* EXTRACTED ENTRIES *
BEGIN
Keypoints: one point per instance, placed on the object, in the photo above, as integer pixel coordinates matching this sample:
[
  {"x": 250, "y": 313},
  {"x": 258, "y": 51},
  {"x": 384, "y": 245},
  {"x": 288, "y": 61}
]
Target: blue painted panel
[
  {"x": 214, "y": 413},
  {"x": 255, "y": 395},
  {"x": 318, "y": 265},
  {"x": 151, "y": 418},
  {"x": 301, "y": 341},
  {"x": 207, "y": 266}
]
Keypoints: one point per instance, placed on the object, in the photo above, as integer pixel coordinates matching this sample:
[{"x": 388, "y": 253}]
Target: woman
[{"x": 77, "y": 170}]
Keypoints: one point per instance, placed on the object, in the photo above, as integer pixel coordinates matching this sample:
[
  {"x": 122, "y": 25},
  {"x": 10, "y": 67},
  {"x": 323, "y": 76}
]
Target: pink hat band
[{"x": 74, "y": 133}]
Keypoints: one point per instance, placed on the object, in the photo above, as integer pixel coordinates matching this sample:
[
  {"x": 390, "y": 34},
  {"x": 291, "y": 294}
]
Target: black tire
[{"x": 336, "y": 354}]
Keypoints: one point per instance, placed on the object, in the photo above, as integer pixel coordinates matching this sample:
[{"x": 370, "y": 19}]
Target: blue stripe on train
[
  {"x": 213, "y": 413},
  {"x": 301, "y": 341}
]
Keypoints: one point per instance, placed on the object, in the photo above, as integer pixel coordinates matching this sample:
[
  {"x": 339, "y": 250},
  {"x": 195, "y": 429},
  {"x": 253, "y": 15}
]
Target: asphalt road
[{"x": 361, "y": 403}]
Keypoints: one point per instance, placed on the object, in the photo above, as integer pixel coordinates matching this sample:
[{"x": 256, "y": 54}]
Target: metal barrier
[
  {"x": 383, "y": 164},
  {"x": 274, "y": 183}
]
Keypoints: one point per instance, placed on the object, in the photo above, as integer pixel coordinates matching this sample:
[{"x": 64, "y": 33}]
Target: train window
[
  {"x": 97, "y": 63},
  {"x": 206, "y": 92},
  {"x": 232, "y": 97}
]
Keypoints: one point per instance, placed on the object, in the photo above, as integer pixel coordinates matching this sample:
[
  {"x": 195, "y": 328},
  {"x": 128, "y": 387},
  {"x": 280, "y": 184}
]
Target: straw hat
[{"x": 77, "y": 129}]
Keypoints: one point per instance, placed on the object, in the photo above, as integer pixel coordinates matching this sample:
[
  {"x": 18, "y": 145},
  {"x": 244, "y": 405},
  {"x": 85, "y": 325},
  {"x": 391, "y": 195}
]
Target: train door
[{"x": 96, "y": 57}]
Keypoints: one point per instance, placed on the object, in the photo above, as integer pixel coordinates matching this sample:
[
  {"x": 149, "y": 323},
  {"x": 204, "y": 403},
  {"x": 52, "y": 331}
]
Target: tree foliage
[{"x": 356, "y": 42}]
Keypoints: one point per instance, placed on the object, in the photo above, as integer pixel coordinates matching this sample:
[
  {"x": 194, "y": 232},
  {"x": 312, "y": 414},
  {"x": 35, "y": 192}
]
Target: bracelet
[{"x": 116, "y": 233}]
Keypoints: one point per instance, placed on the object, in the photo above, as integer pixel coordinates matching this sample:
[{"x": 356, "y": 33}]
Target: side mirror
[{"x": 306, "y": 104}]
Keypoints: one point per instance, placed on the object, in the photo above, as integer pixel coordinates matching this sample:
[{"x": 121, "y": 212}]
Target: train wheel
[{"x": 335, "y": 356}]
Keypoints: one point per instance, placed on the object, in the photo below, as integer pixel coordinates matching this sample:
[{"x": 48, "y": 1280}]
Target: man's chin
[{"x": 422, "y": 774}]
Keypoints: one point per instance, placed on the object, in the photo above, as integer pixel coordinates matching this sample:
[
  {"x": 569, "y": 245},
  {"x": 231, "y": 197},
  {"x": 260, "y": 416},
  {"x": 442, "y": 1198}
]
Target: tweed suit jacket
END
* GOAL OF THE EXERCISE *
Return the full listing exactly as written.

* EXPECTED ANSWER *
Keypoints: one point per instance, placed on the object, in the photo above, as integer pixel coordinates matching this sample:
[
  {"x": 250, "y": 313},
  {"x": 258, "y": 51},
  {"x": 384, "y": 245},
  {"x": 288, "y": 61}
]
Target: blue painted panel
[
  {"x": 214, "y": 413},
  {"x": 255, "y": 395},
  {"x": 318, "y": 265},
  {"x": 151, "y": 418},
  {"x": 301, "y": 341},
  {"x": 207, "y": 266}
]
Keypoints: one point per instance, placed on the object, in the photo above, as integer pixel coordinates matching this sample:
[{"x": 388, "y": 253}]
Target: woman
[{"x": 77, "y": 170}]
Keypoints: one point per instance, placed on the object, in the photo above, as integer pixel coordinates matching this sample:
[
  {"x": 122, "y": 25},
  {"x": 10, "y": 67},
  {"x": 323, "y": 76}
]
Target: pink hat band
[{"x": 74, "y": 133}]
Keypoints: one point per instance, placed on the object, in the photo above, as integer pixel coordinates matching this sample:
[
  {"x": 390, "y": 34},
  {"x": 291, "y": 294}
]
Target: black tire
[{"x": 336, "y": 354}]
Keypoints: one point per instance, placed on the object, in the photo above, as integer pixel coordinates matching this sample:
[{"x": 370, "y": 19}]
Target: blue stripe on train
[
  {"x": 213, "y": 413},
  {"x": 301, "y": 341}
]
Keypoints: one point per instance, placed on the object, in the photo above, as integer pixel coordinates matching this sample:
[
  {"x": 339, "y": 250},
  {"x": 195, "y": 429},
  {"x": 253, "y": 15}
]
Target: asphalt road
[{"x": 361, "y": 403}]
Keypoints: one point per instance, placed on the object, in the photo above, as integer pixel coordinates matching this sample:
[{"x": 256, "y": 54}]
Target: metal barrier
[
  {"x": 383, "y": 164},
  {"x": 274, "y": 183}
]
Keypoints: one point per instance, placed on the object, in the photo above, as integer pixel coordinates matching this sample:
[{"x": 64, "y": 33}]
Target: train window
[
  {"x": 97, "y": 63},
  {"x": 206, "y": 92},
  {"x": 232, "y": 97}
]
Keypoints: one point per instance, placed on the object, in the photo above, as integer pixel coordinates matching this sample:
[
  {"x": 195, "y": 328},
  {"x": 128, "y": 387},
  {"x": 280, "y": 184}
]
Target: straw hat
[{"x": 77, "y": 129}]
Keypoints: one point per instance, placed on the object, in the photo above, as integer pixel coordinates matching this sample:
[
  {"x": 18, "y": 145},
  {"x": 244, "y": 405},
  {"x": 85, "y": 325},
  {"x": 391, "y": 195}
]
Target: train door
[{"x": 96, "y": 57}]
Keypoints: one point per instance, placed on the object, in the photo above, as integer pixel coordinates matching this sample:
[
  {"x": 149, "y": 323},
  {"x": 204, "y": 403},
  {"x": 52, "y": 331}
]
Target: tree foliage
[{"x": 356, "y": 42}]
Keypoints: one point per instance, placed on the object, in the photo above, as integer pixel coordinates matching this sample:
[
  {"x": 194, "y": 232},
  {"x": 312, "y": 414},
  {"x": 35, "y": 192}
]
Target: bracelet
[{"x": 116, "y": 233}]
Keypoints: one point per instance, placed on the object, in the photo above, as integer pixel coordinates matching this sample:
[{"x": 356, "y": 33}]
Target: side mirror
[{"x": 306, "y": 104}]
Keypoints: one point per instance, placed on the object, in the photo above, as integer pixel coordinates matching this sample:
[{"x": 121, "y": 212}]
Target: train wheel
[{"x": 335, "y": 356}]
Keypoints: one point per instance, placed on the object, in the photo below, as integer pixel coordinates matching this sample:
[{"x": 48, "y": 1280}]
Target: man's chin
[{"x": 422, "y": 774}]
Keypoints: one point per instance, placed on the object, in the photo above, as integer pixel coordinates matching this sample:
[
  {"x": 569, "y": 245},
  {"x": 231, "y": 197},
  {"x": 260, "y": 416},
  {"x": 442, "y": 1198}
]
Target: tweed suit jacket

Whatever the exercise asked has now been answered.